— Requirement —
Revise the records below so that "wants to interact with" becomes "wants to select" wherever it occurs, leaving every other part of the records unchanged.

— Source data —
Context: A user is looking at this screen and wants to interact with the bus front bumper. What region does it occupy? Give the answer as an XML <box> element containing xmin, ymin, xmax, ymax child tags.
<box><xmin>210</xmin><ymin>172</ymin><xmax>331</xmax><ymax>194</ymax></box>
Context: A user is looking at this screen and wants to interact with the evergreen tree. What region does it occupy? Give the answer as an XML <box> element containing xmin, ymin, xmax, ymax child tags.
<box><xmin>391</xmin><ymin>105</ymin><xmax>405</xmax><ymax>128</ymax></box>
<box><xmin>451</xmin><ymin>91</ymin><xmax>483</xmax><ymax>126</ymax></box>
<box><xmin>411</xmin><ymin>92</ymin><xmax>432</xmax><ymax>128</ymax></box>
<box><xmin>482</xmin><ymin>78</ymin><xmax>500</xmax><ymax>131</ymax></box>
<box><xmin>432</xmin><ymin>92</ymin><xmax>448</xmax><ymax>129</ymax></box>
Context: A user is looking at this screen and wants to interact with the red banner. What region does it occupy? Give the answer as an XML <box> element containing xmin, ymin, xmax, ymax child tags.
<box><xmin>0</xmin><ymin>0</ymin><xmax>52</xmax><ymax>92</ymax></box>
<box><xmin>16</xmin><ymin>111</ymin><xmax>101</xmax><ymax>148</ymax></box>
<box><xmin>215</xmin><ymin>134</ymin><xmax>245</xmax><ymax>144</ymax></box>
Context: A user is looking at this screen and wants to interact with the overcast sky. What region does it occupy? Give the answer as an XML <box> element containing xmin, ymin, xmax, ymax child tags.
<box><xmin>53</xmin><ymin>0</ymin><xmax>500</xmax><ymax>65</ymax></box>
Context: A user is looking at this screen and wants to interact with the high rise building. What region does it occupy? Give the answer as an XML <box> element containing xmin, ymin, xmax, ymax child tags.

— Answer —
Context: A user is looking at this screen and wants to select the bus front bumper. What region does it occupy? Give the answer as an XML <box> element containing xmin, ymin, xmax, ymax child tags.
<box><xmin>210</xmin><ymin>172</ymin><xmax>331</xmax><ymax>194</ymax></box>
Context: A user is looking at this screen and wants to select the evergreen tree. What region does it occupy? Give the answer as an XML <box> element containing xmin, ymin, xmax, ymax child tags.
<box><xmin>391</xmin><ymin>105</ymin><xmax>405</xmax><ymax>128</ymax></box>
<box><xmin>451</xmin><ymin>91</ymin><xmax>483</xmax><ymax>126</ymax></box>
<box><xmin>411</xmin><ymin>92</ymin><xmax>432</xmax><ymax>128</ymax></box>
<box><xmin>482</xmin><ymin>78</ymin><xmax>500</xmax><ymax>131</ymax></box>
<box><xmin>432</xmin><ymin>92</ymin><xmax>448</xmax><ymax>129</ymax></box>
Context: A user is looking at this screen and wants to select the red banner. What region does it occupy? Give the answer as an XML <box> element containing xmin, ymin, xmax, ymax child tags.
<box><xmin>0</xmin><ymin>0</ymin><xmax>52</xmax><ymax>92</ymax></box>
<box><xmin>16</xmin><ymin>111</ymin><xmax>101</xmax><ymax>148</ymax></box>
<box><xmin>215</xmin><ymin>134</ymin><xmax>245</xmax><ymax>144</ymax></box>
Context: A user is looking at this screen and wants to select the overcast sky. What region does it occupy? Give the answer as an XML <box> element containing xmin, ymin, xmax, ymax child tags.
<box><xmin>53</xmin><ymin>0</ymin><xmax>500</xmax><ymax>65</ymax></box>
Context: A user is looking at this screen and wants to select the high rise building. What region does it occupy? Give the answer as an XML <box> element containing xmin, ymin, xmax, ymax child tags.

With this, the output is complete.